PROBLEMS TO SOLVE:
A - Translate this sentence from the passage on zajal into Spanish: "Each poem had its particular tune; melody and text formed a close unit."
B - From the passage on zajal, extract the part that starts with the words containing "In attempting to" and ends with "of the zajal.".
C - According to the passage on zajal, how many indications of lahn appear in the Diwan of Abraham Ibn Ezra?

READING TEXT:
** begin **

Here an element of competition is introduced,
and the poem as object moves from the sphere of individual creation into the
sphere of socialised discourse and – importantly for our study, since music and
tune was often the enabling vector of transmission – circulation.
Critical intelligence:
In the present day, in addition to other
constitutive elements such as boasting, praise of patrons, humour etc, the ethos
of zajal is also that of critical intelligence. As described by Nadia
Yaqub in the case of Palestine, and exemplified by Lebanese zajalist Mousa
Zgheyb in the interview at Appendix 10 below, the zajal performers know
about and comment upon current affairs and matters of social importance. which
they debate improvisationally in verse, sometimes even switching roles midway
through the duel. This is more than mere exercise of wit; it engages critically
with issues, whether local, national or (in the modern era) international.
Musical accompaniment to muwashshah and zajal:
Stern is firm in his statement of how music
functioned as the vector for circulation of the muwashshah: "There
is no doubt that here the main stimulus to imitation lay in the musical side of
the muwashshah. We have seen the great role music played in the
popularity of the genre. Each poem had its particular tune; melody and text
formed a close unit." Evidence of the role of music comes in the headings
contained in the manuscripts of many muwashshahāt, which indicated
the lahn. In other words, the poems were to be sung according to the
melodies of some other known poem. In the Diwan of the Jewish poet
Abraham Ibn Ezra, in addition to references to well-kown muwashshahāt,
there are 25 indications of lahn. Thus the musicality of the zajal
has to be understood both as object-in-performance and in terms of its
functional necessity as a medium for poetry’s circulation through time and
space.
In attempting to track the zajal through time
we are in a landscape of hazy outlines where nomenclature is imprecise and one
term may refer to differing phenomena. This study picks its way gently across
the landscape, picking up what traces are available. In that sense the
observations that follow are to be taken as prolegomena to a future study.
SECTION 3: EARLY DAYS
As a preliminary mapping of the early days of zajal
the five sub-sections that follow [3.1-3.5] document relevant instances of
musical practice in zajal from c.1100 to c.1300.
3.1. Ibn Quzman [c.1078-80 to 1160]
Analysis of the poems contained in the Diwan
of Ibn Quzman reveals many references to music as part of the general ambience
and also of the performance practice of the zajal.

** end **

Data records:
** begin **

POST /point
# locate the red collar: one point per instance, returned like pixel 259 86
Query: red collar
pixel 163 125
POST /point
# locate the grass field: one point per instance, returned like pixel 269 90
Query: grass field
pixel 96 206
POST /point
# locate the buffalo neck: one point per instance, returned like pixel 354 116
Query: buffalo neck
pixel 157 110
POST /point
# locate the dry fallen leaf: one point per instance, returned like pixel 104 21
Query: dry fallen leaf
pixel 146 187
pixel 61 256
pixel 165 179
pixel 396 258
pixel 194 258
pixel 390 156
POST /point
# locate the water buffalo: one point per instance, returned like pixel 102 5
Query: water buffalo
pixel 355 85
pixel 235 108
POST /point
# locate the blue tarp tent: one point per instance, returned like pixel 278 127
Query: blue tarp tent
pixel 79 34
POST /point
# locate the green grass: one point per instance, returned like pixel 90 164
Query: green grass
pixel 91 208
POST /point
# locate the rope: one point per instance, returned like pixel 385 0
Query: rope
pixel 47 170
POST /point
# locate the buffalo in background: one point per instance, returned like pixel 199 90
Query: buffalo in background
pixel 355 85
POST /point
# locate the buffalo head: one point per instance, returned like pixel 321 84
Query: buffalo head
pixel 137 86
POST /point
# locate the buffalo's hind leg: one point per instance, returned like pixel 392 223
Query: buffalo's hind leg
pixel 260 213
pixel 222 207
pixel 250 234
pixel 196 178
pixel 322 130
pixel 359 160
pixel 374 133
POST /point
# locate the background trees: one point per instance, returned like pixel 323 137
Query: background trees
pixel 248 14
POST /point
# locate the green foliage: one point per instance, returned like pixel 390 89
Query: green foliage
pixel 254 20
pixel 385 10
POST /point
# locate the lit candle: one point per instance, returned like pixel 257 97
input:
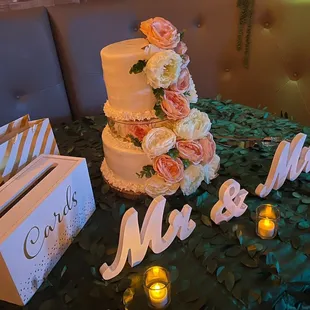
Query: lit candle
pixel 158 295
pixel 266 228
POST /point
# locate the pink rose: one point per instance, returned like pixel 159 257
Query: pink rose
pixel 191 150
pixel 183 83
pixel 181 48
pixel 172 170
pixel 139 131
pixel 175 105
pixel 208 146
pixel 185 61
pixel 160 32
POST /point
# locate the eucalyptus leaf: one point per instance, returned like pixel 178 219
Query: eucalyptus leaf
pixel 206 220
pixel 211 265
pixel 233 251
pixel 249 262
pixel 229 281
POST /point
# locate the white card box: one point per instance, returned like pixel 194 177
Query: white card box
pixel 42 209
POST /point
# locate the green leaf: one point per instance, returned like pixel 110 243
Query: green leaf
pixel 206 220
pixel 271 260
pixel 220 274
pixel 174 153
pixel 302 208
pixel 303 225
pixel 135 141
pixel 229 281
pixel 186 163
pixel 211 266
pixel 295 242
pixel 306 200
pixel 201 199
pixel 159 112
pixel 249 262
pixel 296 195
pixel 255 296
pixel 138 67
pixel 174 273
pixel 233 251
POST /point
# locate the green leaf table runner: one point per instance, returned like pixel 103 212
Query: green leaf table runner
pixel 224 266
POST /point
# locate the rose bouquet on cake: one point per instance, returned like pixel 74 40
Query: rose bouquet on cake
pixel 184 154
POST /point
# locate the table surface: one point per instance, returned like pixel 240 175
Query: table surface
pixel 217 267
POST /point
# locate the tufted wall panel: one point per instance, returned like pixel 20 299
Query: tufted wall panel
pixel 279 69
pixel 30 76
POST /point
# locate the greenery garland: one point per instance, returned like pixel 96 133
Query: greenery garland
pixel 245 19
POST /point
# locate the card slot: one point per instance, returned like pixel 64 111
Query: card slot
pixel 27 189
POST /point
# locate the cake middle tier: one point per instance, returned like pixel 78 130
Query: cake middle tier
pixel 122 162
pixel 126 92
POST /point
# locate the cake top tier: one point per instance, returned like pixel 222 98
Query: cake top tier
pixel 124 49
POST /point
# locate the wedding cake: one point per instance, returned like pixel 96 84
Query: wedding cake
pixel 154 143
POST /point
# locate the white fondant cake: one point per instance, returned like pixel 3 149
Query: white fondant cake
pixel 154 143
pixel 127 93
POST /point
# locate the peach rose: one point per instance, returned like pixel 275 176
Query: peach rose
pixel 172 170
pixel 175 105
pixel 181 48
pixel 160 32
pixel 183 83
pixel 139 131
pixel 191 150
pixel 185 61
pixel 208 146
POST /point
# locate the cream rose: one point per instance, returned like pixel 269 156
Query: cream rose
pixel 172 170
pixel 183 83
pixel 160 32
pixel 181 48
pixel 158 141
pixel 192 93
pixel 156 186
pixel 175 105
pixel 163 69
pixel 193 127
pixel 193 176
pixel 210 170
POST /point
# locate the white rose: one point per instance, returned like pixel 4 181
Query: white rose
pixel 194 126
pixel 158 141
pixel 163 69
pixel 156 186
pixel 193 176
pixel 191 95
pixel 211 169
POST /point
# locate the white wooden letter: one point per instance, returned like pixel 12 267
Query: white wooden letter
pixel 231 199
pixel 290 159
pixel 133 244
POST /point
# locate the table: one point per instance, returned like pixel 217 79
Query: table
pixel 249 281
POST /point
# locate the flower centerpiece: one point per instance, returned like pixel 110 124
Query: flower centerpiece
pixel 183 155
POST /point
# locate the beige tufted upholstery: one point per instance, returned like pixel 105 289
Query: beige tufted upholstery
pixel 279 72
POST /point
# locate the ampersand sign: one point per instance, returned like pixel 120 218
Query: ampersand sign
pixel 231 202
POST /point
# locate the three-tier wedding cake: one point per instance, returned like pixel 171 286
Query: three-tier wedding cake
pixel 154 143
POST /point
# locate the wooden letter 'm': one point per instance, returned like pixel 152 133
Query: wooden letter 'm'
pixel 133 244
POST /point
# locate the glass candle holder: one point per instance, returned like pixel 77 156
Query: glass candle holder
pixel 267 221
pixel 157 285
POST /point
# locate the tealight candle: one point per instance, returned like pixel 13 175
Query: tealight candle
pixel 156 284
pixel 267 217
pixel 158 295
pixel 266 228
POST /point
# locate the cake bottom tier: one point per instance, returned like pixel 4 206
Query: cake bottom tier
pixel 122 162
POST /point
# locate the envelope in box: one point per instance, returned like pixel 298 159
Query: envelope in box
pixel 42 208
pixel 21 141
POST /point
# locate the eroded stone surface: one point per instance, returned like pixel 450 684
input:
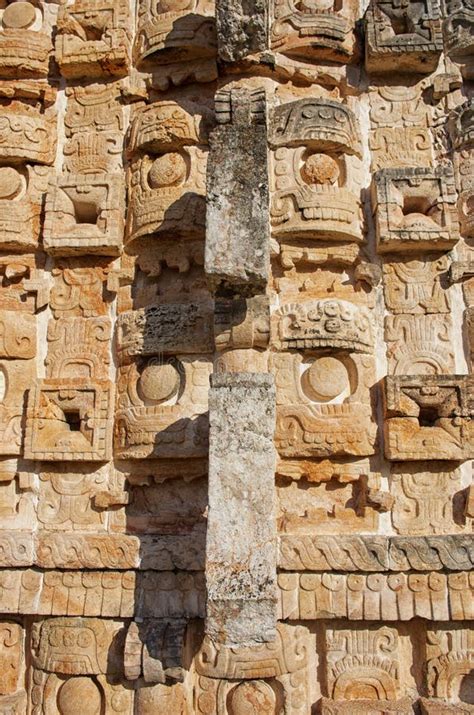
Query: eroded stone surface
pixel 236 356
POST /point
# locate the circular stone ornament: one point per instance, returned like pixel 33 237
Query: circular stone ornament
pixel 167 170
pixel 320 169
pixel 159 383
pixel 253 698
pixel 79 695
pixel 325 379
pixel 19 16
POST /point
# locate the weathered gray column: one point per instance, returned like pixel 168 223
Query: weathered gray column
pixel 242 28
pixel 237 255
pixel 241 535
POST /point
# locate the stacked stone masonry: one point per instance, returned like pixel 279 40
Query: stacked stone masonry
pixel 236 357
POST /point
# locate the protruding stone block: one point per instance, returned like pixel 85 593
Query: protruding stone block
pixel 93 39
pixel 84 214
pixel 415 209
pixel 239 31
pixel 429 417
pixel 241 537
pixel 403 37
pixel 238 236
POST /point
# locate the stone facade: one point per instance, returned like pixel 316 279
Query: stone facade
pixel 236 357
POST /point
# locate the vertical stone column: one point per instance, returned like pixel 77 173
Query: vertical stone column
pixel 237 231
pixel 241 537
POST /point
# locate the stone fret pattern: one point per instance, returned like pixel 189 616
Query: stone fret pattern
pixel 236 357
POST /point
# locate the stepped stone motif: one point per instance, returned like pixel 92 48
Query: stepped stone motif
pixel 236 357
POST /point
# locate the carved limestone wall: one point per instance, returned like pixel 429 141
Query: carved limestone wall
pixel 236 357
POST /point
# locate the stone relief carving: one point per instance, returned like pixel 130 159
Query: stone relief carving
pixel 236 357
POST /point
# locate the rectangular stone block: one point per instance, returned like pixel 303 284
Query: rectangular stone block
pixel 238 234
pixel 165 329
pixel 84 215
pixel 241 537
pixel 429 417
pixel 415 209
pixel 403 38
pixel 240 32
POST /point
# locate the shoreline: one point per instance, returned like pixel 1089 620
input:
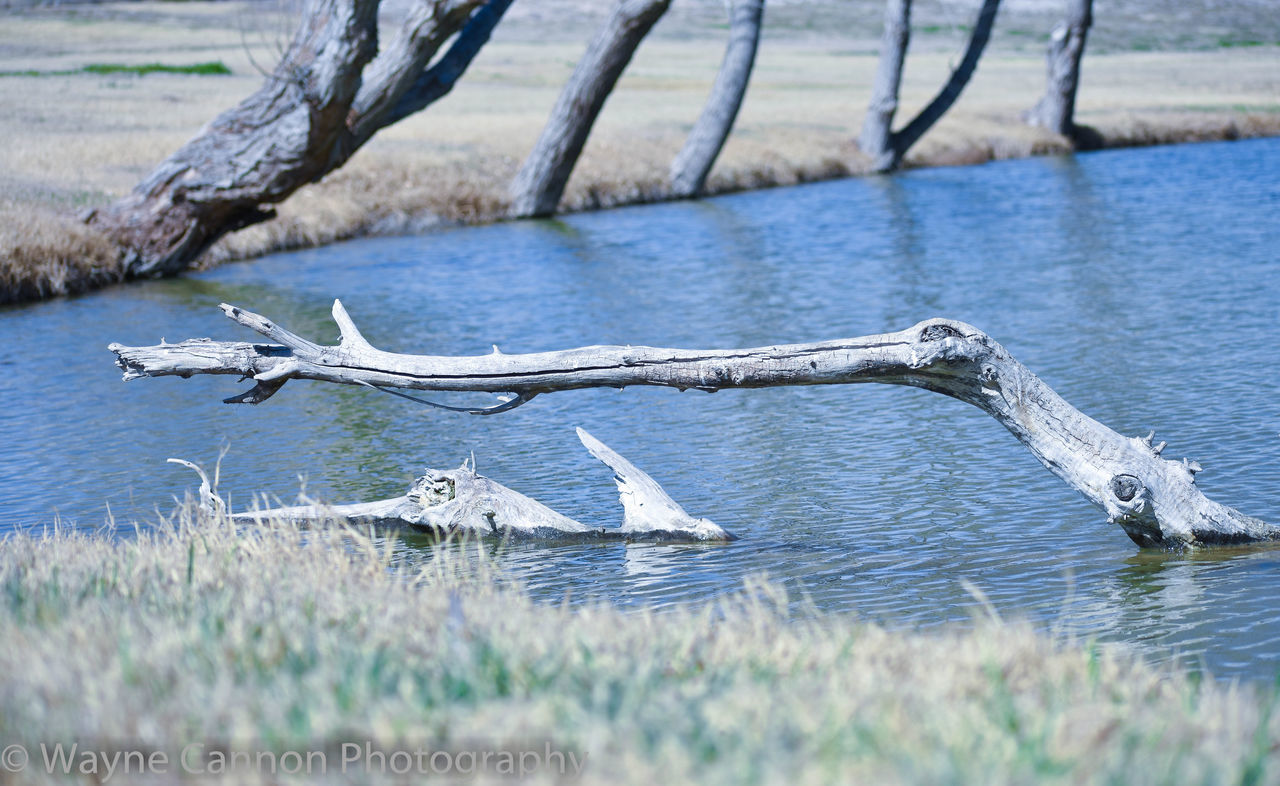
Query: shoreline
pixel 451 164
pixel 69 279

** end **

OUTPUTS:
A - Cada poema tenía su melodía particular; la melodía y el texto formaban una unidad estrecha.

B -
In attempting to track the zajal through time
we are in a landscape of hazy outlines where nomenclature is imprecise and one
term may refer to differing phenomena. This study picks its way gently across
the landscape, picking up what traces are available. In that sense the
observations that follow are to be taken as prolegomena to a future study.
SECTION 3: EARLY DAYS
As a preliminary mapping of the early days of zajal
the five sub-sections that follow [3.1-3.5] document relevant instances of
musical practice in zajal from c.1100 to c.1300.
3.1. Ibn Quzman [c.1078-80 to 1160]
Analysis of the poems contained in the Diwan
of Ibn Quzman reveals many references to music as part of the general ambience
and also of the performance practice of the zajal.

C - There are 25 indications of lahn.